_Exercise goal_
Give back the whole listing exactly as shown.

+ + + + +

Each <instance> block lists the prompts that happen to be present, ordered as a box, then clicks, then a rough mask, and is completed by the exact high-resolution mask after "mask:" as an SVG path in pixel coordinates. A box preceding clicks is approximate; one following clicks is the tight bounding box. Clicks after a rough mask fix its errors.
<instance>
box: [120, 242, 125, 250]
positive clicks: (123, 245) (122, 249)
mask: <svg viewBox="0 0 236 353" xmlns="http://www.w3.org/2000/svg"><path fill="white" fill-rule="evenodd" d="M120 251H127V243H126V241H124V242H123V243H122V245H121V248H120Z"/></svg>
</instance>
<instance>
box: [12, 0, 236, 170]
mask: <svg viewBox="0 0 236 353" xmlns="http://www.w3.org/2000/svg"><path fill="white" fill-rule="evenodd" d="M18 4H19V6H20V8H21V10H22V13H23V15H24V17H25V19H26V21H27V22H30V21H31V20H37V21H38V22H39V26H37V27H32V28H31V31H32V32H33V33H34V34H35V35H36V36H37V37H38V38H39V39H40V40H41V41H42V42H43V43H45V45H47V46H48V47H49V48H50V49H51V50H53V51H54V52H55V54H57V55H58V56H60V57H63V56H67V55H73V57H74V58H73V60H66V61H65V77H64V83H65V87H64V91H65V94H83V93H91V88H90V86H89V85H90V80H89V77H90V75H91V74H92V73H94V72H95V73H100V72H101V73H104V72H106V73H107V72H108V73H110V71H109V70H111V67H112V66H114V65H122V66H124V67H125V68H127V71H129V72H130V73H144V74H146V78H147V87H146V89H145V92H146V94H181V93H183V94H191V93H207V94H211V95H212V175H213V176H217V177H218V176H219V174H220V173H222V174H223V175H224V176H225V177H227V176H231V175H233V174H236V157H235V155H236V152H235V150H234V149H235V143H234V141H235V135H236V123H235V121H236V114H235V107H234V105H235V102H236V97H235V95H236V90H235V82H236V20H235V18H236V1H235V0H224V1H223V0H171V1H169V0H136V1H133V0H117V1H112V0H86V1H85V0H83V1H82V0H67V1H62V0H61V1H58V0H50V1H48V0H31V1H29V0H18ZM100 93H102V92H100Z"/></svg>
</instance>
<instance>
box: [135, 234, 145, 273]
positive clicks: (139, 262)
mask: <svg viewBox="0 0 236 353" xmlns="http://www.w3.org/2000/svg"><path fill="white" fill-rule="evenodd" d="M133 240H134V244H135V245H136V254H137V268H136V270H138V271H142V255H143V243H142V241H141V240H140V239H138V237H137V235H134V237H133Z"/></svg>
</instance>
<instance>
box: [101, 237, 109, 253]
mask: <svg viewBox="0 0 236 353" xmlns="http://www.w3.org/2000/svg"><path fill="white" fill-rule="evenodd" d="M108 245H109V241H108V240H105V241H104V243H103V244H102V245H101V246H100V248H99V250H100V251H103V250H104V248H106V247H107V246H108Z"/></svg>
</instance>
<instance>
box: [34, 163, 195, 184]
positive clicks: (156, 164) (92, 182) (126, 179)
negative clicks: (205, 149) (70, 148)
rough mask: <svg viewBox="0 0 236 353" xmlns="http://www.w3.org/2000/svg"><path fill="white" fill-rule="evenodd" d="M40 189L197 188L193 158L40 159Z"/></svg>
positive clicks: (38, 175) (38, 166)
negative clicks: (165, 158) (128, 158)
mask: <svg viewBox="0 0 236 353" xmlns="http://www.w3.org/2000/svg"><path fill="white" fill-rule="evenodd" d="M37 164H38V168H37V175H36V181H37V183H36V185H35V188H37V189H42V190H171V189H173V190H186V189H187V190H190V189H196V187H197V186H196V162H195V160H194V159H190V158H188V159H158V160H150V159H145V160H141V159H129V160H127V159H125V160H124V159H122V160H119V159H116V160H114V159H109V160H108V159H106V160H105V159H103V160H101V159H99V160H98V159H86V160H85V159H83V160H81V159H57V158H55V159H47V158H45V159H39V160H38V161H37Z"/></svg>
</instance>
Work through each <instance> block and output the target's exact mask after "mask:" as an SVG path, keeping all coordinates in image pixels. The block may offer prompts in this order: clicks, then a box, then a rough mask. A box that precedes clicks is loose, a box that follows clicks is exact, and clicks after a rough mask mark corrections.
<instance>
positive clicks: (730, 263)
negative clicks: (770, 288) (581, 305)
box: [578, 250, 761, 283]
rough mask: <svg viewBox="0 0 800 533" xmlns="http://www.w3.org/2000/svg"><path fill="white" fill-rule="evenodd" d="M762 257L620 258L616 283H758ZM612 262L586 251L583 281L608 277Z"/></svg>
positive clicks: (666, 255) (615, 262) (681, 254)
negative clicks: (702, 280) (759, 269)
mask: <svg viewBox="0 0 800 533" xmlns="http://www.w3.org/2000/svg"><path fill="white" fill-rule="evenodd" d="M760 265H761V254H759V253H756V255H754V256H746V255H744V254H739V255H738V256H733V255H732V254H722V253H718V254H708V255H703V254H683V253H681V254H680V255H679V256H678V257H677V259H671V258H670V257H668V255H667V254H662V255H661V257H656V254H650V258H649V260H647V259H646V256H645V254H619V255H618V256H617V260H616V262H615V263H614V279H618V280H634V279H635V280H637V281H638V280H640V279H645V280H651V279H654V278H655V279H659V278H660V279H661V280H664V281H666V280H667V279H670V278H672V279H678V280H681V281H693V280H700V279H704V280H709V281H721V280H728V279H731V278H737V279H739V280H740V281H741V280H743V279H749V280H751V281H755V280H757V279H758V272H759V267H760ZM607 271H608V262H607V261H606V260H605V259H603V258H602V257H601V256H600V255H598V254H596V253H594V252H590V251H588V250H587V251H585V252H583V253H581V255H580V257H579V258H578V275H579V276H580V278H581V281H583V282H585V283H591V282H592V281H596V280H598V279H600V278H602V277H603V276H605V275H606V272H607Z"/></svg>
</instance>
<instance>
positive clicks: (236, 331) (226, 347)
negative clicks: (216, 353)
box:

+ + + + +

_Response_
Each <instance> block lists the prompts that happen to be present, ordered as a box, then clicks, then a rough mask, and is completed by the exact high-resolution mask after "mask:" as an SVG path in pixel coordinates. A box preceding clicks is approximate; one following clicks is the tight bounding box. Clicks after a rough mask fix its errors.
<instance>
box: [120, 242, 125, 250]
positive clicks: (123, 245) (122, 249)
mask: <svg viewBox="0 0 236 353" xmlns="http://www.w3.org/2000/svg"><path fill="white" fill-rule="evenodd" d="M120 251H127V243H126V241H124V242H123V243H122V245H121V248H120Z"/></svg>
</instance>
<instance>
box: [12, 0, 236, 170]
mask: <svg viewBox="0 0 236 353" xmlns="http://www.w3.org/2000/svg"><path fill="white" fill-rule="evenodd" d="M18 4H19V6H20V8H21V10H22V13H23V15H24V17H25V19H26V21H27V22H30V21H31V20H37V21H38V22H39V26H37V27H32V28H31V31H32V32H33V33H34V34H35V35H36V36H37V37H38V38H39V39H40V40H41V41H42V42H43V43H45V45H47V46H48V47H49V48H50V49H51V50H53V51H54V52H55V54H57V55H58V56H60V57H63V56H67V55H73V57H74V58H73V60H66V61H65V77H64V83H65V87H64V91H65V94H83V93H91V88H90V86H89V85H90V80H89V77H90V75H91V74H92V73H94V72H95V73H100V72H101V73H104V72H106V73H107V72H108V73H110V71H109V70H111V67H112V66H114V65H122V66H124V67H125V68H127V71H129V72H130V73H144V74H146V78H147V87H146V89H145V92H146V94H181V93H183V94H191V93H207V94H211V95H212V175H213V176H217V177H218V176H219V174H220V173H222V174H223V175H224V176H225V177H227V176H231V175H233V174H236V157H235V155H236V152H235V150H234V149H235V143H234V141H235V135H236V123H235V121H236V114H235V107H234V105H235V102H236V97H235V95H236V90H235V82H236V20H235V18H236V1H235V0H224V1H223V0H171V1H169V0H136V1H133V0H117V1H112V0H86V1H85V0H83V1H82V0H67V1H62V0H61V1H58V0H50V1H48V0H31V1H29V0H18ZM100 93H102V92H100Z"/></svg>
</instance>
<instance>
box: [135, 234, 145, 273]
positive clicks: (139, 262)
mask: <svg viewBox="0 0 236 353" xmlns="http://www.w3.org/2000/svg"><path fill="white" fill-rule="evenodd" d="M133 240H134V244H135V245H136V254H137V268H136V270H138V271H142V255H143V243H142V241H141V240H140V239H138V237H137V235H134V237H133Z"/></svg>
</instance>
<instance>
box: [101, 237, 109, 253]
mask: <svg viewBox="0 0 236 353" xmlns="http://www.w3.org/2000/svg"><path fill="white" fill-rule="evenodd" d="M108 245H109V241H108V240H105V241H104V243H103V244H102V245H101V246H100V248H99V250H100V251H103V250H104V248H106V247H107V246H108Z"/></svg>
</instance>
<instance>
box: [34, 163, 195, 184]
positive clicks: (156, 164) (92, 182) (126, 179)
negative clicks: (205, 149) (70, 148)
rough mask: <svg viewBox="0 0 236 353" xmlns="http://www.w3.org/2000/svg"><path fill="white" fill-rule="evenodd" d="M40 189L197 188L193 158L40 159Z"/></svg>
positive clicks: (38, 175) (38, 166)
negative clicks: (165, 158) (128, 158)
mask: <svg viewBox="0 0 236 353" xmlns="http://www.w3.org/2000/svg"><path fill="white" fill-rule="evenodd" d="M37 164H38V168H37V175H36V181H37V183H36V185H35V188H37V189H42V190H171V189H173V190H186V189H187V190H190V189H196V187H197V186H196V162H195V160H194V159H190V158H188V159H158V160H150V159H145V160H141V159H129V160H127V159H125V160H124V159H122V160H119V159H116V160H114V159H109V160H108V159H106V160H105V159H103V160H101V159H99V160H98V159H86V160H85V159H83V160H81V159H57V158H55V159H47V158H45V159H39V160H38V161H37Z"/></svg>
</instance>
Work through each <instance> block and output the target's exact mask after "mask:" as an SVG path, keeping all coordinates in image pixels. The block may offer prompts in this order: clicks, then a box, then a rough mask. A box that precedes clicks is loose, a box that follows clicks is exact, and clicks after a rough mask mark corrections.
<instance>
positive clicks: (730, 263)
negative clicks: (770, 288) (581, 305)
box: [578, 250, 761, 283]
rough mask: <svg viewBox="0 0 800 533" xmlns="http://www.w3.org/2000/svg"><path fill="white" fill-rule="evenodd" d="M762 257L620 258L616 283H758ZM612 262L586 251L583 281L608 277Z"/></svg>
positive clicks: (666, 255) (615, 262) (681, 254)
negative clicks: (702, 280) (759, 269)
mask: <svg viewBox="0 0 800 533" xmlns="http://www.w3.org/2000/svg"><path fill="white" fill-rule="evenodd" d="M760 265H761V254H759V253H756V255H754V256H746V255H744V254H739V255H738V256H733V255H732V254H722V253H718V254H708V255H703V254H683V253H681V254H680V255H679V256H678V257H677V259H671V258H670V257H668V255H667V254H662V255H661V257H656V254H650V258H649V260H647V259H646V256H645V254H619V255H618V256H617V260H616V262H615V263H614V279H618V280H634V279H635V280H637V281H638V280H640V279H645V280H651V279H654V278H655V279H659V278H660V279H661V280H664V281H666V280H667V279H670V278H672V279H678V280H681V281H693V280H700V279H704V280H709V281H721V280H728V279H731V278H737V279H739V280H740V281H741V280H743V279H749V280H751V281H755V280H757V279H758V272H759V267H760ZM607 271H608V262H607V261H606V260H605V259H603V258H602V257H601V256H600V255H598V254H596V253H594V252H590V251H588V250H587V251H585V252H583V253H581V255H580V257H579V258H578V275H579V276H580V278H581V281H583V282H585V283H591V282H592V281H596V280H598V279H600V278H602V277H603V276H605V275H606V272H607Z"/></svg>
</instance>
<instance>
positive clicks: (236, 331) (226, 347)
negative clicks: (216, 353)
box:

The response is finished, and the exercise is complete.